== Exercise input ==
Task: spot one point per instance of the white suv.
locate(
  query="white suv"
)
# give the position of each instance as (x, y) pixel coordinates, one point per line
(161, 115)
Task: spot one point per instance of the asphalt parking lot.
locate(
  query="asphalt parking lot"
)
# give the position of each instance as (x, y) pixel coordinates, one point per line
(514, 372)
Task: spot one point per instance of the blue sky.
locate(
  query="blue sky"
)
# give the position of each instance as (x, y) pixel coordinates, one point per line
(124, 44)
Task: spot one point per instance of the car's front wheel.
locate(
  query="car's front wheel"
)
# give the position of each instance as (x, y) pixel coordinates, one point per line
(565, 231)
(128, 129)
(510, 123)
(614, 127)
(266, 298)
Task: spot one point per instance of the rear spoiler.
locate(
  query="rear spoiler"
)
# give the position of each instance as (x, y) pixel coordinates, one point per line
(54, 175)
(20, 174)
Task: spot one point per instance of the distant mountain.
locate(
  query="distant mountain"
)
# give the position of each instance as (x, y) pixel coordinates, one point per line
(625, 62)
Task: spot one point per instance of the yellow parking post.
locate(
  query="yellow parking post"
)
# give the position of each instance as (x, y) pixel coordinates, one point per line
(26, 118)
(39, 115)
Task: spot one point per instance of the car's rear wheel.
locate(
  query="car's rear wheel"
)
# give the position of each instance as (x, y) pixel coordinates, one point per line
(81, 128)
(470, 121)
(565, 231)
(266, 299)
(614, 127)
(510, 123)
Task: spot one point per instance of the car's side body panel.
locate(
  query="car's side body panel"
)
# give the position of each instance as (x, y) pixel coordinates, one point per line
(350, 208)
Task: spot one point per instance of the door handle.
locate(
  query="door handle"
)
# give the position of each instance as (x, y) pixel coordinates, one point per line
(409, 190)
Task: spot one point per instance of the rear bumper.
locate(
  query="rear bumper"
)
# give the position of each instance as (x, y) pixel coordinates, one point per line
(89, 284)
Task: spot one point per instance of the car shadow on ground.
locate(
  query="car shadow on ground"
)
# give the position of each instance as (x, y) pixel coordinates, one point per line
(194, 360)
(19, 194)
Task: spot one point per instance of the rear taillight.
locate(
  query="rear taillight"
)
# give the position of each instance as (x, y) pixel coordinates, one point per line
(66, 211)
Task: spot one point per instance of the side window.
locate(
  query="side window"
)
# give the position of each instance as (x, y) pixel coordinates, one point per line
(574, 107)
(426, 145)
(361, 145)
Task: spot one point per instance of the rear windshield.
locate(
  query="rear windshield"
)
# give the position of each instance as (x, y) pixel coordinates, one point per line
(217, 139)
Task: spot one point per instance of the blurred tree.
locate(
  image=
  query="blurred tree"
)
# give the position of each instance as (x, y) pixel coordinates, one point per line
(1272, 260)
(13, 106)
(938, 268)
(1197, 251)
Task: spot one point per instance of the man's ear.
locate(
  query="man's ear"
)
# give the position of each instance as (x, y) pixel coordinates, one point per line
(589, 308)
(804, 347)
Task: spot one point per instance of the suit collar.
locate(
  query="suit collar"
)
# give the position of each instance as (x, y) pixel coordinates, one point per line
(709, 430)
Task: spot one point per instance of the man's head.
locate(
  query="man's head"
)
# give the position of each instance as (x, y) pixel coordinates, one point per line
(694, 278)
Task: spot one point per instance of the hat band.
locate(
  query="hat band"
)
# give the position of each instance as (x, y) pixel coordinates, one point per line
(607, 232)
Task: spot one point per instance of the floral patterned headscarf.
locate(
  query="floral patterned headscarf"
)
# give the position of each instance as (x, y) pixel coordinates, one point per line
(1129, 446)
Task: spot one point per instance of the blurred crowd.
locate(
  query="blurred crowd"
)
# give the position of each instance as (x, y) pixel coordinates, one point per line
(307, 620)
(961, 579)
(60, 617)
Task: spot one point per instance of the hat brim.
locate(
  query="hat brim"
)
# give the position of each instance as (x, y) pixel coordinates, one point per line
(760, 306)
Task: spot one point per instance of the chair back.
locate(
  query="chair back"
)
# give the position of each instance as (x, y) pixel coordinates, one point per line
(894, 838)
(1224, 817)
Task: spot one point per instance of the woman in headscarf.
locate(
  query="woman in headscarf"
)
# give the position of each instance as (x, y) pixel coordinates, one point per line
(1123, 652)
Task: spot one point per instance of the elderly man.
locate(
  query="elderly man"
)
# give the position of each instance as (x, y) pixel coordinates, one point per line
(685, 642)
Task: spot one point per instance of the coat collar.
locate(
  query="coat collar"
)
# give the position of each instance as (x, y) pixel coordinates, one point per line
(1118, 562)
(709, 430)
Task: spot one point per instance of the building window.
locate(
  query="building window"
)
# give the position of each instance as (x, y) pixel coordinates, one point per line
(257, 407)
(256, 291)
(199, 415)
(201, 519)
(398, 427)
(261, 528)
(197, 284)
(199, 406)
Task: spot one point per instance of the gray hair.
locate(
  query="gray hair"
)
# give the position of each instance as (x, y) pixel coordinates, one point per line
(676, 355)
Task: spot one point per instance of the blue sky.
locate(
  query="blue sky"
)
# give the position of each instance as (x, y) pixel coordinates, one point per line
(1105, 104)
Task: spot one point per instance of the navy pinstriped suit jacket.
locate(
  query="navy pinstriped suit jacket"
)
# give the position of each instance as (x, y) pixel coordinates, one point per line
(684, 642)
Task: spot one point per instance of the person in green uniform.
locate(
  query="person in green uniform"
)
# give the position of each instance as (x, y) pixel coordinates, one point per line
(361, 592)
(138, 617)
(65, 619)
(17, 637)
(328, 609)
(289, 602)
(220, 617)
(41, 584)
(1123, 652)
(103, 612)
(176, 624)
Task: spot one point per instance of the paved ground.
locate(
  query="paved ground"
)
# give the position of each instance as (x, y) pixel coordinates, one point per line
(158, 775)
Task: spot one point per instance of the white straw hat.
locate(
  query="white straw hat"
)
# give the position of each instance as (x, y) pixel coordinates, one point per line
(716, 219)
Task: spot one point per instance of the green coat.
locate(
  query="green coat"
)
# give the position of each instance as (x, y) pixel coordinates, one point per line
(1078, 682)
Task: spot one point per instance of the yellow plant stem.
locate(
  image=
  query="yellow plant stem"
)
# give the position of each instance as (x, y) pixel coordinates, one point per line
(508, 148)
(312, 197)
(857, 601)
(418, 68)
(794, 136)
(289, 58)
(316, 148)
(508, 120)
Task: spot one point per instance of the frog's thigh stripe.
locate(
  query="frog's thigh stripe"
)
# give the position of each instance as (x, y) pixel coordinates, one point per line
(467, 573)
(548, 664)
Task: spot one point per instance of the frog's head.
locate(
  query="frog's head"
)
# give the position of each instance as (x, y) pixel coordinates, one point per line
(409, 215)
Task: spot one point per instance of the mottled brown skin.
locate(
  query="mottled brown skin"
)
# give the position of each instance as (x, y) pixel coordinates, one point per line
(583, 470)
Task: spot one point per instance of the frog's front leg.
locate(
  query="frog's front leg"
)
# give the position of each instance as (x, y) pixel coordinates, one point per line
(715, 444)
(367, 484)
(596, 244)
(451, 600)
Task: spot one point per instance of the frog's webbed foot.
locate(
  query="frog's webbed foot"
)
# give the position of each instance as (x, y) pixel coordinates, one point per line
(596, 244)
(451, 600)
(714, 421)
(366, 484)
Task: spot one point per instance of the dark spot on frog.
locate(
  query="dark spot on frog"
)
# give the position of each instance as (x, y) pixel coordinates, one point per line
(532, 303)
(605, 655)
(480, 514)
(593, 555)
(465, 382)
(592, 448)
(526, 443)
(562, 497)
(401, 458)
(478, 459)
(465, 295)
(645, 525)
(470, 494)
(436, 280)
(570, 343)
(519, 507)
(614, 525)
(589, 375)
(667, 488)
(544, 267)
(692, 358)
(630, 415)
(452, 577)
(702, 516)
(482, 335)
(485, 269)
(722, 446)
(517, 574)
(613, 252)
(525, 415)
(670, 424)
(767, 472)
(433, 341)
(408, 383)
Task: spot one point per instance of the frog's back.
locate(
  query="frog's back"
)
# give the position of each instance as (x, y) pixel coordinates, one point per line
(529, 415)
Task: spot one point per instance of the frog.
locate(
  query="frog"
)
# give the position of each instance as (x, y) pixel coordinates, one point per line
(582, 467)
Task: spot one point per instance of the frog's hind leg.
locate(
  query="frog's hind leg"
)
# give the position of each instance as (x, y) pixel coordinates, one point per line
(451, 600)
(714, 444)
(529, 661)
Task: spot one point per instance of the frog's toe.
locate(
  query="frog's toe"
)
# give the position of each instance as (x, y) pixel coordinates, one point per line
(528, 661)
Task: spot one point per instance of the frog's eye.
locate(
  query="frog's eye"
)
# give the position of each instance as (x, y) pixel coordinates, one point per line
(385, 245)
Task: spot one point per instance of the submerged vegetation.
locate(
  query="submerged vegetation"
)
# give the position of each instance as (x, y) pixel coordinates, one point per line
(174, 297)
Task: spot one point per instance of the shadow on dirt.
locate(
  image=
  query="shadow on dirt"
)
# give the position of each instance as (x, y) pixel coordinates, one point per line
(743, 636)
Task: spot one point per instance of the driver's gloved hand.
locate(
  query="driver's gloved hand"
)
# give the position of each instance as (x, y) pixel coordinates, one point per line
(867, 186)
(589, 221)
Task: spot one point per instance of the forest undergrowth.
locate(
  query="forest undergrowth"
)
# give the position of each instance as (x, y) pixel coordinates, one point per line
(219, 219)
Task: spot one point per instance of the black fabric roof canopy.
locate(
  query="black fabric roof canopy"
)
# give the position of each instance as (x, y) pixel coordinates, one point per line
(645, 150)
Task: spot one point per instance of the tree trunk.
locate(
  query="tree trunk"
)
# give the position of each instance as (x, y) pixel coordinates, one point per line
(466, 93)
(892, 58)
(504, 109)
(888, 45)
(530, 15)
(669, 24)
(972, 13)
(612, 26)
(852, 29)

== Written problem ==
Only the lines from the one holding "Task: spot one point per instance of the shadow" through the end of the listing should be given again, exactly and with both ends included.

== Exercise solution ==
Task: spot one point per instance of the shadow on dirt.
locate(
  image=
  query="shadow on dirt"
)
# give the position of each instance as (x, y) pixel coordinates, one point per line
(743, 636)
Task: spot one point per instance of the driver's gloved hand.
locate(
  query="driver's gloved hand"
)
# give the position of each instance as (x, y) pixel coordinates, one point per line
(867, 186)
(589, 221)
Task: spot one point per instance of the forest undergrowth.
locate(
  query="forest undergrowth"
)
# give the position of each instance as (x, y) pixel coordinates, one point per line
(219, 219)
Task: spot one point per instance of the black fabric roof canopy.
locate(
  query="black fabric roof canopy"
)
# give the position of each instance as (x, y) pixel coordinates, one point per line
(645, 150)
Task: spot one point per instance of the tree trunk.
locate(
  query="tree trunk"
)
# give the position of each instance as (x, y) pixel coordinates, one point per line
(466, 93)
(892, 58)
(504, 109)
(888, 45)
(530, 15)
(669, 24)
(972, 13)
(612, 26)
(852, 29)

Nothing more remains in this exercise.